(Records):
╭──

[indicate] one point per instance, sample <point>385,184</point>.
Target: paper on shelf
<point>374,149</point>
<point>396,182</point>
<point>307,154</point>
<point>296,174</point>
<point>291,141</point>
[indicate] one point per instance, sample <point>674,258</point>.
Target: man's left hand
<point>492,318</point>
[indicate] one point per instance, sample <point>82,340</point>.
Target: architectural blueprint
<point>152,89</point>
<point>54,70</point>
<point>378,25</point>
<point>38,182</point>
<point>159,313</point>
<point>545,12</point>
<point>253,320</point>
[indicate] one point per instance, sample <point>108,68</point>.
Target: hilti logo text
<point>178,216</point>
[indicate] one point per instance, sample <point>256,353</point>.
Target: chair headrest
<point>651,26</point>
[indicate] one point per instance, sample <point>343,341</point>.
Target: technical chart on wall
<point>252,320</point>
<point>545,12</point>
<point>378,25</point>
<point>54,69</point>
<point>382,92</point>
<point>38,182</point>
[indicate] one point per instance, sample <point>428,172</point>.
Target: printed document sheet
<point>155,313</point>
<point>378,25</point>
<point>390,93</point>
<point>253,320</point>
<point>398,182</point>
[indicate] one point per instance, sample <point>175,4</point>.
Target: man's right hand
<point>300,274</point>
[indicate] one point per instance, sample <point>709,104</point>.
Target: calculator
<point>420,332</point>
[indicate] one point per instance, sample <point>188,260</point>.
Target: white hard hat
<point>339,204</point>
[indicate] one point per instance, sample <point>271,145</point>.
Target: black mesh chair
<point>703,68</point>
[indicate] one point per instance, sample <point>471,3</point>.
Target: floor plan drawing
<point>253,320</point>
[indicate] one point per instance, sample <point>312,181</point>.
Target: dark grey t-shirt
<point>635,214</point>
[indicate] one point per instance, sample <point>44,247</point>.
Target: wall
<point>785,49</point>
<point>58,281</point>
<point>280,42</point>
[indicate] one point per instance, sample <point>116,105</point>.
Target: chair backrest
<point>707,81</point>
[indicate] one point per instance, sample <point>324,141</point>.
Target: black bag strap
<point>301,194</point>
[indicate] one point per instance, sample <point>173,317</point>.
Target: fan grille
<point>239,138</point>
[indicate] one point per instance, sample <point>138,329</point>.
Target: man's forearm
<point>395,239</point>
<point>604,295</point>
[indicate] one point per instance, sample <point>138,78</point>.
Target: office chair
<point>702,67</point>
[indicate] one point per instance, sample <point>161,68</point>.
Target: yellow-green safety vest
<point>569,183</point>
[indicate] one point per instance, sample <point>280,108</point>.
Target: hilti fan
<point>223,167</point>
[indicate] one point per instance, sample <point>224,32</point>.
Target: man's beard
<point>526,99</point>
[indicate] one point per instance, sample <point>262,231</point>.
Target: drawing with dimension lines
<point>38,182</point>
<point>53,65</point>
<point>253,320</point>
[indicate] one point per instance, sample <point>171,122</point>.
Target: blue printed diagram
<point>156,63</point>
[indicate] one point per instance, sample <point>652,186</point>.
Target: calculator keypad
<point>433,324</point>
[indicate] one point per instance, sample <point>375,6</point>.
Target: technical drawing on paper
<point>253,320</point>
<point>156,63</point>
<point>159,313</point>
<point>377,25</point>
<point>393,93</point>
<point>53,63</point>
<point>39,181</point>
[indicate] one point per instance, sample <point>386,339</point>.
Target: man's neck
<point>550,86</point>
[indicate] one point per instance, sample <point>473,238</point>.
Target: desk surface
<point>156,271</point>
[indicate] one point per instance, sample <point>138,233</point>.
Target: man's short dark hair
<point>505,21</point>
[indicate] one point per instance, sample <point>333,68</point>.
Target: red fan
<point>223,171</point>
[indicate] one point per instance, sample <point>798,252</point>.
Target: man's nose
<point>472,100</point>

╰──

(Task to carry out): Please output every line of the records above as a numbered list, leaving out any blank lines.

(Solution for this problem):
1. [indicate] one point per instance, sample <point>385,184</point>.
2. Target: paper on shelf
3. <point>374,149</point>
4. <point>396,182</point>
5. <point>307,154</point>
6. <point>296,174</point>
7. <point>291,141</point>
8. [indicate] one point per instance, sample <point>674,258</point>.
9. Target: man's left hand
10. <point>492,318</point>
11. [indicate] one point per instance, sample <point>82,340</point>.
12. Target: architectural blueprint
13. <point>152,89</point>
14. <point>54,70</point>
15. <point>378,25</point>
16. <point>38,182</point>
17. <point>159,313</point>
18. <point>545,12</point>
19. <point>253,320</point>
20. [indicate] one point per instance, sample <point>108,68</point>.
21. Target: hilti logo text
22. <point>178,216</point>
23. [indicate] one point per instance, sample <point>256,353</point>.
24. Target: chair headrest
25. <point>651,26</point>
26. [indicate] one point per instance, sample <point>343,341</point>.
27. Target: technical chart on wall
28. <point>252,320</point>
29. <point>545,12</point>
30. <point>378,25</point>
31. <point>54,69</point>
32. <point>382,92</point>
33. <point>38,182</point>
34. [indicate] one point per instance, sample <point>428,172</point>.
35. Target: printed document sheet
36. <point>155,313</point>
37. <point>378,25</point>
38. <point>390,93</point>
39. <point>253,320</point>
40. <point>398,182</point>
41. [indicate] one point per instance, sample <point>175,4</point>.
42. Target: man's right hand
43. <point>300,274</point>
44. [indicate] one point per instance, sample <point>709,104</point>.
45. Target: calculator
46. <point>420,332</point>
47. [indicate] one point per instance, sample <point>188,260</point>.
48. Target: white hard hat
49. <point>339,204</point>
50. [indicate] one point per instance, sample <point>271,145</point>.
51. Target: black mesh chair
52. <point>703,68</point>
53. [indicate] one point per instance, sample <point>471,3</point>.
54. Target: floor plan drawing
55. <point>253,320</point>
56. [indicate] one point per instance, sample <point>312,181</point>.
57. Target: dark grey t-shirt
58. <point>635,214</point>
59. [indicate] one point per instance, sample <point>44,247</point>.
60. Target: wall
61. <point>785,49</point>
62. <point>58,281</point>
63. <point>280,42</point>
64. [indicate] one point per instance, sample <point>116,105</point>.
65. Target: chair backrest
66. <point>707,81</point>
67. [indicate] one point per instance, sample <point>324,141</point>.
68. Target: black bag strap
69. <point>301,194</point>
70. [indicate] one point per instance, sample <point>173,317</point>.
71. Target: fan grille
72. <point>239,138</point>
73. [indicate] one point per instance, sample <point>138,329</point>.
74. Target: man's forearm
75. <point>395,239</point>
76. <point>604,295</point>
77. [indicate] one point per instance, sample <point>138,78</point>.
78. Target: office chair
79. <point>702,67</point>
80. [indicate] one point per instance, sample <point>161,68</point>.
81. Target: yellow-green safety vest
82. <point>569,183</point>
83. [indicate] one point per instance, sample <point>280,108</point>.
84. Target: hilti fan
85. <point>223,167</point>
86. [indicate] one point per instance, sample <point>224,32</point>.
87. Target: man's beard
88. <point>526,99</point>
89. [indicate] one point per instance, sample <point>262,231</point>.
90. Target: drawing with dimension lines
91. <point>38,182</point>
92. <point>53,65</point>
93. <point>253,320</point>
94. [indicate] one point per instance, sample <point>171,122</point>.
95. Target: blue printed diagram
96. <point>156,63</point>
97. [indicate] one point per instance, sample <point>652,186</point>.
98. Target: calculator keypad
99. <point>433,324</point>
100. [indicate] one point per instance, sample <point>375,6</point>.
101. Target: technical drawing on paper
102. <point>253,320</point>
103. <point>156,63</point>
104. <point>159,313</point>
105. <point>377,25</point>
106. <point>393,93</point>
107. <point>53,63</point>
108. <point>39,181</point>
109. [indicate] one point per instance, sample <point>386,339</point>.
110. Target: man's neck
111. <point>550,86</point>
112. [indicate] one point per instance, sample <point>473,238</point>.
113. Target: desk surface
114. <point>156,271</point>
115. [indicate] one point per instance, sample <point>138,233</point>.
116. Target: man's short dark hair
117. <point>505,21</point>
118. [indicate] one point per instance, sample <point>333,68</point>.
119. Target: red fan
120. <point>223,171</point>
121. [indicate] one point per instance, sample <point>798,252</point>.
122. Target: man's nose
123. <point>472,100</point>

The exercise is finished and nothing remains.